Restate the listing below word for word; no picture is to be carried over.

● AVAILABLE DATA:
# # #

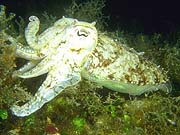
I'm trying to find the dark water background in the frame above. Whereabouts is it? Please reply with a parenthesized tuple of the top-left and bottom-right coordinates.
(1, 0, 180, 34)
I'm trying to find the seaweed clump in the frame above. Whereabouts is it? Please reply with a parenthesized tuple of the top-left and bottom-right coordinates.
(65, 0, 108, 30)
(0, 5, 32, 134)
(0, 1, 180, 135)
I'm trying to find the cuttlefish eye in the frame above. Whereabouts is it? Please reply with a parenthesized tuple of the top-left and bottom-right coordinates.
(77, 29, 89, 37)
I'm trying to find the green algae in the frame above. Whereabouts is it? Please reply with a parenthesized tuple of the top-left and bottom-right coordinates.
(72, 116, 86, 132)
(65, 0, 108, 30)
(0, 0, 180, 135)
(0, 109, 8, 120)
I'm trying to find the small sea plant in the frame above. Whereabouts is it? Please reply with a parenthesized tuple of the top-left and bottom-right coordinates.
(65, 0, 108, 30)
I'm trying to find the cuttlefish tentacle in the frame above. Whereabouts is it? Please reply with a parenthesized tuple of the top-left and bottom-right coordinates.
(12, 60, 40, 78)
(11, 69, 81, 117)
(25, 16, 40, 49)
(25, 16, 76, 50)
(13, 55, 55, 78)
(9, 16, 98, 117)
(2, 31, 45, 60)
(16, 45, 45, 60)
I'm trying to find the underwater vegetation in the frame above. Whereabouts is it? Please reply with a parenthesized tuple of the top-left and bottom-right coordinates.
(64, 0, 108, 30)
(0, 0, 180, 135)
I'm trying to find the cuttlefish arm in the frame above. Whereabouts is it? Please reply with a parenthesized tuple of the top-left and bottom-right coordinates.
(12, 60, 40, 78)
(2, 31, 45, 60)
(10, 69, 81, 117)
(13, 56, 53, 78)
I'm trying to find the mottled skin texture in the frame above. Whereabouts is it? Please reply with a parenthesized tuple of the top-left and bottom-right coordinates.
(13, 16, 79, 76)
(2, 16, 170, 117)
(82, 34, 170, 95)
(9, 16, 98, 117)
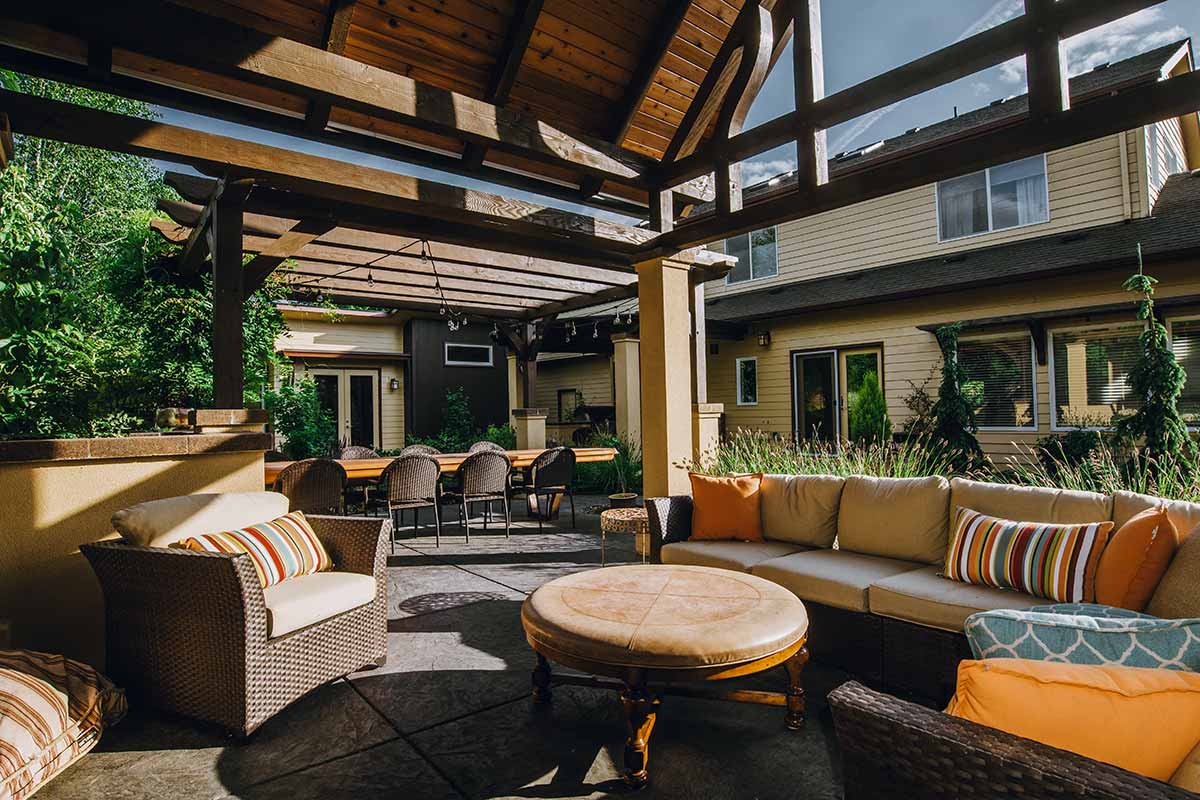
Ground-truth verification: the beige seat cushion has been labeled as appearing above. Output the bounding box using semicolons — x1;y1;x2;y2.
869;565;1044;632
751;550;922;612
1147;526;1200;619
113;492;291;548
660;540;807;573
1113;490;1200;537
520;565;808;669
836;475;950;564
262;572;376;638
949;478;1111;532
760;473;845;547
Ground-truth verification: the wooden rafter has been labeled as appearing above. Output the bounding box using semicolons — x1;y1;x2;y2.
609;0;692;145
243;218;337;292
791;0;828;191
305;0;358;132
715;2;774;214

# # #

● RESPONSE TO THIS TASK:
I'm trying to find the dark water background in the frame above. Whereabouts is it? Please reply with a parenthesized tuple of the top-left and bottom-right coordinates.
(1, 0, 180, 34)
I'm trying to find the seaweed clump in the frame above. Whereabouts is it? Please reply with a parenthesized tuple of the top-left and bottom-right coordinates.
(65, 0, 108, 30)
(0, 5, 32, 134)
(0, 1, 180, 135)
I'm trying to find the cuttlefish eye in the frame above. Whereabouts is it? Please reply with a parenthesized tuple of the top-left and bottom-right coordinates.
(77, 29, 89, 37)
I'm trying to find the green algae in the frame above. Whereabouts is it? Please reply with a parenthesized tuple of the top-left and bottom-right coordinates.
(72, 116, 86, 132)
(65, 0, 108, 30)
(0, 0, 180, 135)
(0, 109, 8, 120)
I'm trying to find the small sea plant in the frame above. Whereabouts is it? Please reply with a parenthesized tuple of the top-left and bottom-right coordinates.
(65, 0, 108, 30)
I'm trying to find the cuttlefish tentacle in the frame above. Whereabouts is it? Please reply with a parenthesized tuple of the top-left and bottom-right coordinates.
(12, 60, 40, 78)
(11, 69, 81, 117)
(25, 16, 40, 49)
(25, 16, 76, 50)
(13, 55, 55, 78)
(9, 16, 98, 117)
(2, 31, 45, 60)
(16, 45, 45, 60)
I'm trying to find the underwater vegetation in the frame above. Whereabouts is it? Please reply with a parenthesized tuple of the top-left and bottom-right coordinates.
(64, 0, 108, 30)
(0, 0, 180, 135)
I'm trying to find the cuttlefish arm in the frame above. Whereabouts is it? Please reply with a parenthesized tuple of the top-left and bottom-right coordinates.
(12, 60, 40, 78)
(2, 31, 45, 60)
(10, 69, 81, 117)
(13, 56, 53, 78)
I'm trying to find the mottled skin texture in the frame above. Whereabouts is it? Please reply with a parenthesized tuple of the top-left and bottom-right coordinates.
(13, 16, 79, 76)
(2, 16, 170, 117)
(82, 34, 170, 95)
(9, 16, 98, 117)
Ground-truth verification: the beige seat cushion has been labeled as appearing above. Output the bounding box using semicolons — x1;y1;x2;y2.
869;565;1044;632
751;550;922;612
1147;526;1200;619
113;492;291;548
660;540;807;573
1113;490;1200;537
520;565;808;669
836;475;950;564
262;572;376;638
949;478;1111;532
760;473;845;547
Ground-truth verification: the wooden rafter has been labeled as appearing above. Output the bounding box using semicolons — x1;y1;x2;y2.
609;0;692;145
243;218;337;292
791;0;828;191
305;0;358;132
715;2;774;214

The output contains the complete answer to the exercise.